* _Directions_
Copy the full text about Lake Khaiyr word for word.

* _Extracted text_
#####

- Location: Yakutia, eastern Siberia
- Coordinates: 70°46′40″N 133°28′22″E﻿ / ﻿70.7778°N 133.4728°E
- Basin countries: Russia
- Surface area: 72 acres (29 ha)

= Lake Khaiyr =

Volcanic lake in eastern Siberia, Russia

Lake Khaiyr (Хайыр; Хайыр, Xayır) is a remote volcanic lake situated in the Yakutia region of eastern Siberia. Its surface area is approximately 72 acre and it has few fish. Its depth is yet unknown. It is called "Khaiyr" (meaning "to love" in modern Mongolian) due to the Mongol influence in the region. Lake is located about 5 km to the south from settlement with the same name Khayyr (Хайыр).

==Monster Controversy==

The lake has been the centre of a controversy since 1964 when a group of scientists from Moscow University, claim to have encountered an animal with prehistoric biology whilst on an expedition surveying mineral deposits.

#####

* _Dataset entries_
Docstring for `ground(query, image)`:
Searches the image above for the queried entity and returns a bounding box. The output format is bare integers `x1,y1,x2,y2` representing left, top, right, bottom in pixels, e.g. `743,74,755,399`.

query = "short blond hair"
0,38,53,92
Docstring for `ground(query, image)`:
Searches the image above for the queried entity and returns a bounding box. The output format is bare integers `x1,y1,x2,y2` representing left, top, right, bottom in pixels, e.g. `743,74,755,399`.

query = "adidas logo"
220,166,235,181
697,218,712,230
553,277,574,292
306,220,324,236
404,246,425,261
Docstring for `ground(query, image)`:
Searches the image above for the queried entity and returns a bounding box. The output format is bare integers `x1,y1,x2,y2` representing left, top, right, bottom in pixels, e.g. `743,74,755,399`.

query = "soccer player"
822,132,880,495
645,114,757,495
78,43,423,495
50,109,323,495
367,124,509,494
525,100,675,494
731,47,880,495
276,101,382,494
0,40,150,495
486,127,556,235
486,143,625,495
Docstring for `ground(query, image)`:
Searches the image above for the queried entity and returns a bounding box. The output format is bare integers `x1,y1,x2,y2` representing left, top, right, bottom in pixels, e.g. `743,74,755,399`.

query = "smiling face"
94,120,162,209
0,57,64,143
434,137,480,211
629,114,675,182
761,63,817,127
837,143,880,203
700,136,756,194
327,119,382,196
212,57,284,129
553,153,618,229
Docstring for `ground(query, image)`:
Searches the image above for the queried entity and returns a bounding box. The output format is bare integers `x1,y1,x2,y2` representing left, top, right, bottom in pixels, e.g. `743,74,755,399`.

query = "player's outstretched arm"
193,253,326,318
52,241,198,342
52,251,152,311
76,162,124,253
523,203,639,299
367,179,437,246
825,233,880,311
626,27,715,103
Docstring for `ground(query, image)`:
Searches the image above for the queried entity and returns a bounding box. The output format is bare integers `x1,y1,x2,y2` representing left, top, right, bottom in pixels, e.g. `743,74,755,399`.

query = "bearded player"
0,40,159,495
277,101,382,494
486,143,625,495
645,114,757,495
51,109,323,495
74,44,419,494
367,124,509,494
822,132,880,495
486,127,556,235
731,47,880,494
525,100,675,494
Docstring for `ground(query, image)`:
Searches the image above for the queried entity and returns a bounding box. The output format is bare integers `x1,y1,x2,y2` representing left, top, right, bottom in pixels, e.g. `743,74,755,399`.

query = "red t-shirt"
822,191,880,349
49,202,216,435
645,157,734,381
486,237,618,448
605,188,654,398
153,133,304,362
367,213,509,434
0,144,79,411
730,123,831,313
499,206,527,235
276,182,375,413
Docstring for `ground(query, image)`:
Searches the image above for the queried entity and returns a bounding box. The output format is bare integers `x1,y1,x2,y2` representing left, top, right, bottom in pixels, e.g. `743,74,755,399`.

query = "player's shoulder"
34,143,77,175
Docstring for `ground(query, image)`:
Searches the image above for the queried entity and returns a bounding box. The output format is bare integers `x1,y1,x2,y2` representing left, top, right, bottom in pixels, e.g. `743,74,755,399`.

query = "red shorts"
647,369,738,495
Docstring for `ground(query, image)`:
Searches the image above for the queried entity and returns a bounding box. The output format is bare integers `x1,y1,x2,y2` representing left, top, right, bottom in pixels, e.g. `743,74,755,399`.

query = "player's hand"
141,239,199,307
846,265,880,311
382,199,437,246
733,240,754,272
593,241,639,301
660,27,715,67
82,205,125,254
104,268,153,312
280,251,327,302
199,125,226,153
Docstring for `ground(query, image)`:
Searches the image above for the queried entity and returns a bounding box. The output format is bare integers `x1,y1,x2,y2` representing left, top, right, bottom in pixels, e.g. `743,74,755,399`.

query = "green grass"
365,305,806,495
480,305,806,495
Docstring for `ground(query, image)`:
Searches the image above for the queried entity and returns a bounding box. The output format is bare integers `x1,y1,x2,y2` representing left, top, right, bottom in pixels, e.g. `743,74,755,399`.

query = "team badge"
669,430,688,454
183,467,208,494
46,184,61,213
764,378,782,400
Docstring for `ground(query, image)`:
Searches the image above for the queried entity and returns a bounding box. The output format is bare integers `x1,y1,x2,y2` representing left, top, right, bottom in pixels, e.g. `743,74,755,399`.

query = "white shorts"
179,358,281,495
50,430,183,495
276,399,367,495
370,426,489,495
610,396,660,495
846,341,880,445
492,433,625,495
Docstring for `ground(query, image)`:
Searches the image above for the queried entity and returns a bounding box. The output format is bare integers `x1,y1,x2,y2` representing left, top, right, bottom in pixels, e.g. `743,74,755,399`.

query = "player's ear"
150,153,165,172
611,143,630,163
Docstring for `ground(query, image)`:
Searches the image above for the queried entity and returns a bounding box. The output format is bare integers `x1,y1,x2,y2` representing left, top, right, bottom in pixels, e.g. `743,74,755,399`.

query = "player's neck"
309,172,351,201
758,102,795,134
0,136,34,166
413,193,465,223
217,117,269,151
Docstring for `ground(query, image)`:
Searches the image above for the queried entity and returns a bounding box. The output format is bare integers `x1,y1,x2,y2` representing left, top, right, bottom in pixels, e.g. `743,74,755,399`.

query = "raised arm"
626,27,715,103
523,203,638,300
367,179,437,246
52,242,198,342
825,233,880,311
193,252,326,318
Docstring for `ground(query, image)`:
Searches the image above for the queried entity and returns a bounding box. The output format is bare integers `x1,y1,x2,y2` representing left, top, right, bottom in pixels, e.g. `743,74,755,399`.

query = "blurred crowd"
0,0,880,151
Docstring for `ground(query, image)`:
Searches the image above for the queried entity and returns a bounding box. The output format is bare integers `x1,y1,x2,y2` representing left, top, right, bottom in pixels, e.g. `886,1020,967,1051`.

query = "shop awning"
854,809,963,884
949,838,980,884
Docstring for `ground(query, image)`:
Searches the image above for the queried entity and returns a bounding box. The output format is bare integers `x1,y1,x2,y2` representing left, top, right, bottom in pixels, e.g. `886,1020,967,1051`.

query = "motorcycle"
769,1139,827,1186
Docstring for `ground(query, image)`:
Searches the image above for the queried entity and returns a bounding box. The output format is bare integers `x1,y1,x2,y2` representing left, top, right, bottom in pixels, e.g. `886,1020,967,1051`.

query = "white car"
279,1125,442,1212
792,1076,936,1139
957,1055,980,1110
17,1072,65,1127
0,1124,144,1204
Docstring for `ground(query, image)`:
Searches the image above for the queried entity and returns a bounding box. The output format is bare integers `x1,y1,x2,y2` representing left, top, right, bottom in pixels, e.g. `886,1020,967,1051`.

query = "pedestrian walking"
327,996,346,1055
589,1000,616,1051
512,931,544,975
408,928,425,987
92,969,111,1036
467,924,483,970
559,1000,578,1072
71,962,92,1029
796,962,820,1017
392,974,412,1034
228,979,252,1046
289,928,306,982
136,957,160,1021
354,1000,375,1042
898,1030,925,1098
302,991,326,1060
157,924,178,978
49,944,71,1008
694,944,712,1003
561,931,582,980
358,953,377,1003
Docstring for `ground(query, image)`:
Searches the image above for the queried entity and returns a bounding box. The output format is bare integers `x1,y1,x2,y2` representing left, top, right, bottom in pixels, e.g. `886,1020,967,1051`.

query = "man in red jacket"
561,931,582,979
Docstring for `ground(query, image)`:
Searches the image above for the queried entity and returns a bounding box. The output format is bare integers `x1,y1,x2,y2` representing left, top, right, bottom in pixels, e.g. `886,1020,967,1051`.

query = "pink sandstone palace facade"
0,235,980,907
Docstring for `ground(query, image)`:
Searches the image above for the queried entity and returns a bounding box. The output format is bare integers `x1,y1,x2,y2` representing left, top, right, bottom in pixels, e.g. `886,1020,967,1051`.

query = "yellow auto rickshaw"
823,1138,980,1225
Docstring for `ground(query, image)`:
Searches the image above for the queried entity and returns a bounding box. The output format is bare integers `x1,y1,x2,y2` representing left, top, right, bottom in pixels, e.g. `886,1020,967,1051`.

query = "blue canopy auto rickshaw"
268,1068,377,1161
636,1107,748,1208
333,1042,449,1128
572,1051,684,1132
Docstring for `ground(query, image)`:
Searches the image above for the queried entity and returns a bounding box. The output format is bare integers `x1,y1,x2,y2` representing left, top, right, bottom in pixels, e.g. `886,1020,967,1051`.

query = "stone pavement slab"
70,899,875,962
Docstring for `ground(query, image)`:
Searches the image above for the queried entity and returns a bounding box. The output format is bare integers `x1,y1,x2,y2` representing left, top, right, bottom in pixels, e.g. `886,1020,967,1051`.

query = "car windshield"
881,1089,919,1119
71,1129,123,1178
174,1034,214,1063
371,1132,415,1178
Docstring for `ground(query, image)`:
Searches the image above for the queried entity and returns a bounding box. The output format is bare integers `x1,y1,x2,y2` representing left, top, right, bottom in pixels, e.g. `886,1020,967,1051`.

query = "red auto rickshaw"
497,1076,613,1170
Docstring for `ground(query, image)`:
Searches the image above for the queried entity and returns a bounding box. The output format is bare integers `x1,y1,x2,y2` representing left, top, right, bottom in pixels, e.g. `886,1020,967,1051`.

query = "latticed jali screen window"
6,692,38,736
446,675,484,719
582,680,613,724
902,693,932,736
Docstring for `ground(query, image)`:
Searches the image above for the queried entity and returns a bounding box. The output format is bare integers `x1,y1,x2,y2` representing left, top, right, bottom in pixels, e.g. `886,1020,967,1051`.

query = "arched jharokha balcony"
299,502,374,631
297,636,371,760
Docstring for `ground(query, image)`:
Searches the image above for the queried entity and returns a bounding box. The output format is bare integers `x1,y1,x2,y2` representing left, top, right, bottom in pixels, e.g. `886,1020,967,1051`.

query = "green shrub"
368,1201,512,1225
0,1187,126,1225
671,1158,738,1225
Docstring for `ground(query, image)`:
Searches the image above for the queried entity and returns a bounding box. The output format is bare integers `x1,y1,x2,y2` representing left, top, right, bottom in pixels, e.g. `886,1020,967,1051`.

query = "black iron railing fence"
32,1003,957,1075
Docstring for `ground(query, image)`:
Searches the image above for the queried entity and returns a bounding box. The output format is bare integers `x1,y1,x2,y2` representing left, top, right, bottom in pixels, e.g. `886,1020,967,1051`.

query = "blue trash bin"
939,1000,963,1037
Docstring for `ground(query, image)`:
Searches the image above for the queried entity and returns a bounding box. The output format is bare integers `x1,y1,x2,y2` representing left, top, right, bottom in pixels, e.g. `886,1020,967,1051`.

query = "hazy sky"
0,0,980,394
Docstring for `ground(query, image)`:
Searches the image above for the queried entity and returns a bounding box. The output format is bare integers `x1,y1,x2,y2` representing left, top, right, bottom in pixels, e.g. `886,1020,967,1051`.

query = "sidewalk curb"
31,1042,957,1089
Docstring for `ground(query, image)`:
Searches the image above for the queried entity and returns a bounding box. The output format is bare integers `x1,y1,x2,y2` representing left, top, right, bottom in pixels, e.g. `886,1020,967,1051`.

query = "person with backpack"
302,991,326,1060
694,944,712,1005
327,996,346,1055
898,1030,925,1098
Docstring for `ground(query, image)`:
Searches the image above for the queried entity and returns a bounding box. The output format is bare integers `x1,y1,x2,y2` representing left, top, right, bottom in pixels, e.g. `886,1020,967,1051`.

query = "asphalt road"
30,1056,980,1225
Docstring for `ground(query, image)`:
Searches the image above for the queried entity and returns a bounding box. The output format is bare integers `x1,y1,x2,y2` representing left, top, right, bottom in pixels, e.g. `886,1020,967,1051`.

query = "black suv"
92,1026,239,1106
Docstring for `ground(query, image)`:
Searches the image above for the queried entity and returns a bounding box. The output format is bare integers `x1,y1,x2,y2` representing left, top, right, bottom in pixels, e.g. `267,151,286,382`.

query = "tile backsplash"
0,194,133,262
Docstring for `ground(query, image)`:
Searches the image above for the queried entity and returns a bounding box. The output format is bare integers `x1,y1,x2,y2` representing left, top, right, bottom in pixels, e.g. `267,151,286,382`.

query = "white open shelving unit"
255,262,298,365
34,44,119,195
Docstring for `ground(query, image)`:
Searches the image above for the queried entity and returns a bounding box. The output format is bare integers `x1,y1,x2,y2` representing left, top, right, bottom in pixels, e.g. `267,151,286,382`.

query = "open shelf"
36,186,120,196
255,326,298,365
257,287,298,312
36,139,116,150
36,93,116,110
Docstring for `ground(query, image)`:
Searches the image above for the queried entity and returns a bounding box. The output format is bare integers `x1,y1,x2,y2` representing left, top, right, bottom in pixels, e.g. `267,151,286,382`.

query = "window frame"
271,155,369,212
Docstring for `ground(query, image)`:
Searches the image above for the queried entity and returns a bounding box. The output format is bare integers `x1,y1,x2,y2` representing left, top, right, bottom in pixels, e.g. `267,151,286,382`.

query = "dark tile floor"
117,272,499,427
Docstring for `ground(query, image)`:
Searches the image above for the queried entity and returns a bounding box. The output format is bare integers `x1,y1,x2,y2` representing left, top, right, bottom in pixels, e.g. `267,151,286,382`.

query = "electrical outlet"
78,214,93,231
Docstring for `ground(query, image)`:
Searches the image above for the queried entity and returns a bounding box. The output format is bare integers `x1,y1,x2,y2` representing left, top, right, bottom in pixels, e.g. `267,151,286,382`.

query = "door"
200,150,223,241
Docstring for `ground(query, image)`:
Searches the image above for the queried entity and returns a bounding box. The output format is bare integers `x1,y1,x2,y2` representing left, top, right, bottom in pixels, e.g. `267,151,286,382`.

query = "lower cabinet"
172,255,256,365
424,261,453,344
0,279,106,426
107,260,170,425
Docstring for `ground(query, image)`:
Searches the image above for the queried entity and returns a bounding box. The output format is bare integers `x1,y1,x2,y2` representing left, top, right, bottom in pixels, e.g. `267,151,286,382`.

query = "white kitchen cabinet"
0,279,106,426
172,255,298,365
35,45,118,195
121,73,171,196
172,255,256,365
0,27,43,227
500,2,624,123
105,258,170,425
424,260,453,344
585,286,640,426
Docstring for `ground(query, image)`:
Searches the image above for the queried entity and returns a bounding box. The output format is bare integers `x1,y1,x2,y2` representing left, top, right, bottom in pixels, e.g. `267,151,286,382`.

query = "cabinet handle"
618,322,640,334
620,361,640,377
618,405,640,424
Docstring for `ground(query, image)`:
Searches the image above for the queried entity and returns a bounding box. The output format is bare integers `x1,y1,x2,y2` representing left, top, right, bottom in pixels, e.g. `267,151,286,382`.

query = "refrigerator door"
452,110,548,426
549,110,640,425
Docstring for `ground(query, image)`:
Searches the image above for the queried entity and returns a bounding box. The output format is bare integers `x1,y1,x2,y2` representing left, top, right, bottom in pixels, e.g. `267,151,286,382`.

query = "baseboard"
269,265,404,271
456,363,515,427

#####

* _Solved problem_
- Location: Yakutia, eastern Siberia
- Coordinates: 70°46′40″N 133°28′22″E﻿ / ﻿70.7778°N 133.4728°E
- Basin countries: Russia
- Surface area: 72 acres (29 ha)

= Lake Khaiyr =

Volcanic lake in eastern Siberia, Russia

Lake Khaiyr (Хайыр; Хайыр, Xayır) is a remote volcanic lake situated in the Yakutia region of eastern Siberia. Its surface area is approximately 72 acre and it has few fish. Its depth is yet unknown. It is called "Khaiyr" (meaning "to love" in modern Mongolian) due to the Mongol influence in the region. Lake is located about 5 km to the south from settlement with the same name Khayyr (Хайыр).

==Monster Controversy==

The lake has been the centre of a controversy since 1964 when a group of scientists from Moscow University, claim to have encountered an animal with prehistoric biology whilst on an expedition surveying mineral deposits.